═══ Provided records

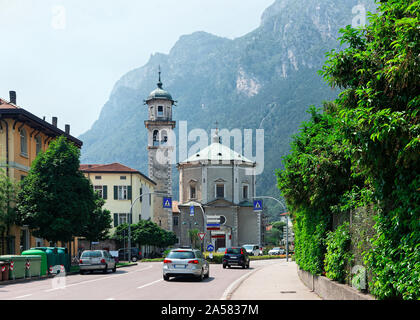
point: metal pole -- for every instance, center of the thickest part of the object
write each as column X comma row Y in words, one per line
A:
column 287, row 238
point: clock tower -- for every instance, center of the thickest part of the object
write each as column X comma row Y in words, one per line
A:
column 160, row 148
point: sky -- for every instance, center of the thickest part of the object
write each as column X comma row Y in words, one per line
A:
column 63, row 57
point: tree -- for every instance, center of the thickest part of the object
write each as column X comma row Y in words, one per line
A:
column 99, row 222
column 55, row 199
column 8, row 192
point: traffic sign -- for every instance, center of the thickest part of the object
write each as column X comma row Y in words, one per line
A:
column 167, row 203
column 257, row 205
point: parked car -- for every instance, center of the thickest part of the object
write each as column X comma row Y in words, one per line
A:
column 236, row 256
column 135, row 254
column 92, row 260
column 185, row 262
column 276, row 251
column 252, row 249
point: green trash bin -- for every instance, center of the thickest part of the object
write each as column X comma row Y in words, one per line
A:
column 17, row 271
column 53, row 262
column 43, row 254
column 64, row 258
column 32, row 266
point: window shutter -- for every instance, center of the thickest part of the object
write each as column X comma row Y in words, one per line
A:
column 115, row 220
column 129, row 191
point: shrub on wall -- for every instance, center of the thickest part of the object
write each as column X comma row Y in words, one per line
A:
column 338, row 255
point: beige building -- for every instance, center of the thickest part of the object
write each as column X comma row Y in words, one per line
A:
column 22, row 136
column 122, row 187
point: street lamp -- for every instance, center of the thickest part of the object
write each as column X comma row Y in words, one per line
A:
column 287, row 222
column 131, row 215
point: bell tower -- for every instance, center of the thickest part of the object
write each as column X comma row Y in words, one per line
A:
column 160, row 148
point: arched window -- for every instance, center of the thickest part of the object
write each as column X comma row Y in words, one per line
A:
column 38, row 141
column 23, row 142
column 155, row 138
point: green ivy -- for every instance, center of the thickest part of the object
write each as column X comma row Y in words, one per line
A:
column 338, row 255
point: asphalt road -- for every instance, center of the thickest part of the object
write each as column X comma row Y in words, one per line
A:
column 141, row 282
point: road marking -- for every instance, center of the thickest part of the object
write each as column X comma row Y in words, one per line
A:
column 149, row 284
column 94, row 280
column 26, row 295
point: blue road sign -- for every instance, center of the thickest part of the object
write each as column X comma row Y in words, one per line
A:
column 257, row 205
column 167, row 203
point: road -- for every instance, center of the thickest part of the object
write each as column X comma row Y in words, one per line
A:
column 141, row 282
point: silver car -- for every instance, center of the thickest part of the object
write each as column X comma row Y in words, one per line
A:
column 92, row 260
column 185, row 262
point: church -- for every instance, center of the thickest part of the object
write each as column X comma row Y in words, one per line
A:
column 217, row 185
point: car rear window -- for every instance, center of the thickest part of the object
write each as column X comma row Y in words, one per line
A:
column 181, row 255
column 234, row 250
column 91, row 254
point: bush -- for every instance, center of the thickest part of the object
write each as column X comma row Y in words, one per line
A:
column 338, row 255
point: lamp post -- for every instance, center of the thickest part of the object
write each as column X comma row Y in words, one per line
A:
column 287, row 222
column 131, row 214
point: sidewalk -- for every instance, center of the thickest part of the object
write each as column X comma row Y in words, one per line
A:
column 277, row 281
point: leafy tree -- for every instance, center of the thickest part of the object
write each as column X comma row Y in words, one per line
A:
column 55, row 199
column 8, row 192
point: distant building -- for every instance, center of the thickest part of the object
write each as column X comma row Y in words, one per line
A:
column 120, row 186
column 22, row 136
column 218, row 184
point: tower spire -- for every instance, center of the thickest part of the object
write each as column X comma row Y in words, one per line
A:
column 160, row 82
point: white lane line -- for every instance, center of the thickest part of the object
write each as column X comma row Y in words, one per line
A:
column 26, row 295
column 94, row 280
column 149, row 284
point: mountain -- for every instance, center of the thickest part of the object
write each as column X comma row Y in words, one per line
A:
column 266, row 79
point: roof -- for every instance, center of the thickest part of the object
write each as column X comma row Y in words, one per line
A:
column 217, row 152
column 111, row 168
column 12, row 111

══════

• Written task
Copy all of the lines above word for word, leaving out the pictures.

• Exercise solution
point: metal pole -- for every instance, center of the thickest part of the object
write each as column X comma row Y in words, one per line
A:
column 287, row 238
point: clock tower -- for every instance, center of the thickest part of the object
write each as column X comma row Y in words, one per line
A:
column 160, row 148
point: sky -- for every instance, center of the thickest part of the object
write each as column X comma row Y in words, one per line
A:
column 63, row 57
point: tree -- for every instance, center of the thickest part of the object
write each as column X comma row Y in words, one per line
A:
column 99, row 222
column 55, row 199
column 8, row 192
point: traffic sign -- for every instance, center of the thickest part of the object
write each as column X comma row Y in words, one per line
A:
column 167, row 203
column 257, row 205
point: parked car -- for every instance, center of the thickest part of the object
write each as column X comma row Y in words, one per line
A:
column 236, row 256
column 135, row 254
column 92, row 260
column 185, row 262
column 276, row 251
column 252, row 249
point: green trash bin -- for every instance, center of the thickest part of the object
write each as column X comma row Y in words, one per line
A:
column 17, row 271
column 53, row 262
column 43, row 254
column 64, row 258
column 32, row 266
point: window shutter -- for every instance, center of the thickest part of the object
write each as column X comma row Y in words, one per line
A:
column 115, row 220
column 129, row 191
point: shrub on wall -- for every instance, center of the thickest part of the object
write each as column X comma row Y in words, one per line
A:
column 338, row 255
point: beige building -- for every instance, center of the thickest part of the object
write each as column X comma row Y in words, one per line
A:
column 22, row 136
column 122, row 187
point: street lamp -- for every instance, center of the thickest part of the object
write each as column X comma row Y in words, one per line
A:
column 287, row 222
column 131, row 215
point: bell tower -- for every instance, center of the thickest part of the object
write each as column X comma row Y in words, one per line
A:
column 160, row 148
point: arched window -- for every instance, center of the thickest part of the object
write each as column X comma row Y in words, one per line
A:
column 38, row 141
column 23, row 142
column 155, row 138
point: green ivy -- for every instance, center of the thickest part of the object
write each as column X comma row Y in words, one per line
A:
column 338, row 255
point: asphalt road -- for every instance, center of the thickest part of the object
write each as column X comma row Y in words, one per line
A:
column 141, row 282
point: road marking -- for every instance, center of the thickest part of the object
write each as column X comma row Y in words, one per line
A:
column 149, row 284
column 94, row 280
column 26, row 295
point: blue road sign -- for every instance, center of the thickest part of the object
write each as column X comma row Y in words, one per line
A:
column 257, row 205
column 167, row 203
point: road -- for every instance, center of the thickest part of the object
write each as column X comma row Y in words, one per line
A:
column 141, row 282
point: silver car -- for every instance, center of the thickest part of the object
write each as column X comma row Y in words, one per line
A:
column 92, row 260
column 185, row 262
point: church -- for every instance, center of the thickest part of the object
write each as column X comma row Y in words, one per line
A:
column 217, row 185
point: car rear window -- for every instance, center of the thickest part of the object
write each as column X comma row Y in words, one per line
A:
column 181, row 255
column 234, row 250
column 91, row 254
point: bush -- for every instance, center of the thickest part of the object
write each as column X comma row Y in words, one per line
A:
column 338, row 255
point: lamp post -- for every instance, center of the thickest part of the object
write each as column X comma row Y in words, one per line
A:
column 287, row 222
column 131, row 214
point: sidewalk -- for every instance, center of the thickest part of the object
write each as column X comma row Y in words, one per line
A:
column 277, row 281
point: leafy tree -- for every instance, center of the thickest part of the object
write each as column X comma row Y in words, one per line
A:
column 55, row 199
column 8, row 192
point: distant building -- for every instance, center of the thickest part of the object
write each as column X comma row Y in words, one per line
A:
column 120, row 186
column 22, row 136
column 218, row 184
point: tower spire -- for every instance, center of the thickest part of the object
write each as column X comma row Y in words, one per line
A:
column 160, row 82
point: white lane line -- for every instance, center of the thickest part of the object
write each as column X comma row Y in words, one per line
A:
column 26, row 295
column 94, row 280
column 149, row 284
point: mountain -- for every instance, center of the thickest part of the object
write each as column X comma row Y in words, one per line
A:
column 266, row 79
point: roof -- for every instance, center of the thickest part of the object
write each as column X comma row Y in words, one per line
A:
column 217, row 152
column 111, row 168
column 12, row 111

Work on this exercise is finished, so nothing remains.